GOP Congressman Says Military Will Lose Members if COVID-19 Vaccine Is Required

The U.S. military is keeping the door open to requiring COVID-19 vaccinations for service members, but Representative Thomas Massie thinks a shift in the military's policy could prompt people to leave the armed forces.

An estimated 70 percent of America's active duty service members are vaccinated against COVID-19, the minimum threshold needed for herd immunity. Officials are unlikely to put a mandate in place until the vaccine receives full FDA approval, and they're still in the mindset of strongly encouraging service members to get vaccinated.

Massie, a Republican from Kentucky, said on Twitter that he's heard from several service members and their relatives that they're firmly against a vaccine requirement. He shared a message he said he received from someone in the military that claimed more than 15 percent of the officers at the person's command would "either retire early or resign their commissions if the mandate is given."

"Ours is a small command, so I'm not sure how the numbers look across the force. I cannot speak for the % of the enlisted force, but I know numerous senior and critical people who will likewise leave," the note to Massie said, according to his tweet.

Vaccinations are already required to serve in the military, and a person could have to be vaccinated against up to eight viruses to participate in Army basic training. Part of the reason the Army requires the vaccinations is because of the close living quarters, which could allow a virus to spread easily.

covid-19 vaccine military thomas massie
Congressman Thomas Massie said he's been informed that some service members will leave the armed forces if they're forced to get the COVID vaccine. Above, a United States Marine prepares to receive the Moderna coronavirus vaccine at Camp Hansen on April 28 in Kin, Japan. Carl Court/Getty Images

While standard mandatory vaccination requirements haven't seen significant pushback from service members, a requirement that they be vaccinated against anthrax prompted people to leave the military. In 1997, the defense department initiated its Anthrax Vaccine Immunization Program, and a 2000 survey from the Government Accountability Office (GAO) found 16 percent of pilots and aircrew members in the Air National Guard and Air Force Reserves transferred units to delay receiving the shot, moved to inactive units or left the military.

About 24 percent of people who left did so before they qualified for their military retirement benefits, and one in five respondents who were still assigned to a unit in 2000 indicated they planned to leave in the "near future."

"A majority of those who had changed status and those intending to do so were experienced pilots who held crew qualifications of flight evaluators, flight instructors, and aircraft commanders, representing the loss of a very seasoned workforce," the GAO report said.

President Joe Biden was torn on whether service members should have to be vaccinated against COVID-19 and told NBC News in April that he would leave the decision up to the Department of Defense. A "tough call" to make, Biden admitted. Officials haven't yet made a public decision on the issue.

Pentagon press secretary John Kirby told reporters last week that the military's policy remains that no moves will be made toward mandatory vaccinations until the FDA grants full approval of the vaccines. However, that could change, and Kirby noted that Defense Secretary Lloyd Austin would "certainly want to explore additional options" for getting service members vaccinated if the FDA signs off.

"A vaccinated force is a protected force," Kirby said. "We continue to be in the mode of encouraging troops to get vaccinated to the maximum degree."

:::

● **Task to complete**
According to the article on military COVID-19 vaccine mandates, in what year did the defense department start its Anthrax Vaccine Immunization Program? Draw only on the article itself.

● **Data records**
:::

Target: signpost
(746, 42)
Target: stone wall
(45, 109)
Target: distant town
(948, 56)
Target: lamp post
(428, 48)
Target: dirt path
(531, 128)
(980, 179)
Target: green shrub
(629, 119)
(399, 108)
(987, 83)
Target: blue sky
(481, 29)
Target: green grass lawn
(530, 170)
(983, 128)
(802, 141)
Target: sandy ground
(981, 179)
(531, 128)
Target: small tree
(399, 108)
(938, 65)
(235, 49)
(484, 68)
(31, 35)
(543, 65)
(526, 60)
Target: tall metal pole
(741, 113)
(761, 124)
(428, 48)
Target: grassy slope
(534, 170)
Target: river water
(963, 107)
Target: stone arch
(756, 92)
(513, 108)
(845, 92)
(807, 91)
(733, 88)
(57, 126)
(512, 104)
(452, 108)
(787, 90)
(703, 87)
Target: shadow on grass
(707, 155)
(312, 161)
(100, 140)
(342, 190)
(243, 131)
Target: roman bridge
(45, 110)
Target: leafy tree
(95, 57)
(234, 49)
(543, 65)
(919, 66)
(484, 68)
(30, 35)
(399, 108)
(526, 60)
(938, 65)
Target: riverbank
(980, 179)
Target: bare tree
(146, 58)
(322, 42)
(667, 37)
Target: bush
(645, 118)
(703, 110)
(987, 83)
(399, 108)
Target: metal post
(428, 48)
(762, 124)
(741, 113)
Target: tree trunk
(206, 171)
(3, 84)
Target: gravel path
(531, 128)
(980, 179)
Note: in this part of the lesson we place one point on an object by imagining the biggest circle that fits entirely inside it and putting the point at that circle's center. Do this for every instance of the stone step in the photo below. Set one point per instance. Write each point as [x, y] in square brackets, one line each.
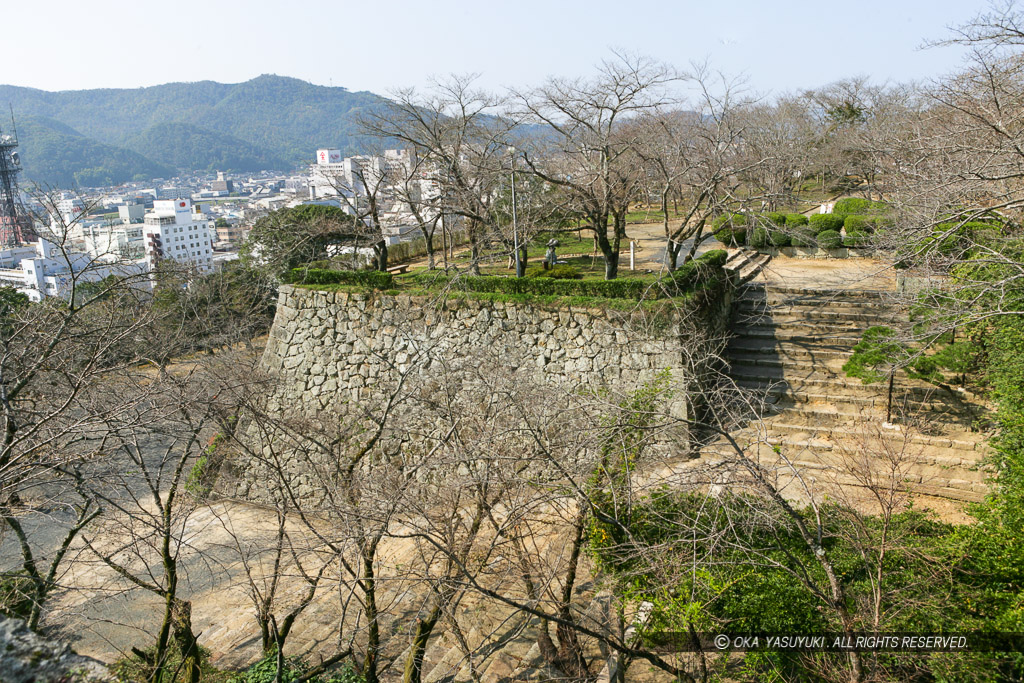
[833, 311]
[969, 444]
[756, 290]
[802, 360]
[795, 334]
[937, 464]
[796, 305]
[841, 328]
[838, 391]
[753, 375]
[923, 480]
[783, 397]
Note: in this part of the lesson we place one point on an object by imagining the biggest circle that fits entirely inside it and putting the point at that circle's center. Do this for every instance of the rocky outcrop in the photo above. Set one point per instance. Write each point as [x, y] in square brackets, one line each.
[330, 351]
[787, 351]
[28, 657]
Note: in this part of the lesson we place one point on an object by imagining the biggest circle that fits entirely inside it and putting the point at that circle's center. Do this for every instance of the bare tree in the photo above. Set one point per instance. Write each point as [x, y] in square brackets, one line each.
[586, 148]
[693, 159]
[459, 132]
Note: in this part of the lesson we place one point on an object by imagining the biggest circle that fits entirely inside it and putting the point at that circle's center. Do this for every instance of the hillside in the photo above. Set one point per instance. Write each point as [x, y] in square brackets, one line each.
[182, 145]
[269, 120]
[54, 154]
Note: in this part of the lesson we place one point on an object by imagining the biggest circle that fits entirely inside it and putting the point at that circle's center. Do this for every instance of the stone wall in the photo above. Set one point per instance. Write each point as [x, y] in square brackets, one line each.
[329, 351]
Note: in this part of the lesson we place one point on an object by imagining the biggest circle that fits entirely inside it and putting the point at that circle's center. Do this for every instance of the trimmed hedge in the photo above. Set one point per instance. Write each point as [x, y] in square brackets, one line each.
[859, 223]
[683, 281]
[825, 221]
[829, 239]
[730, 228]
[763, 239]
[555, 272]
[857, 239]
[803, 239]
[369, 279]
[759, 240]
[855, 205]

:::

● **Completed exercise**
1997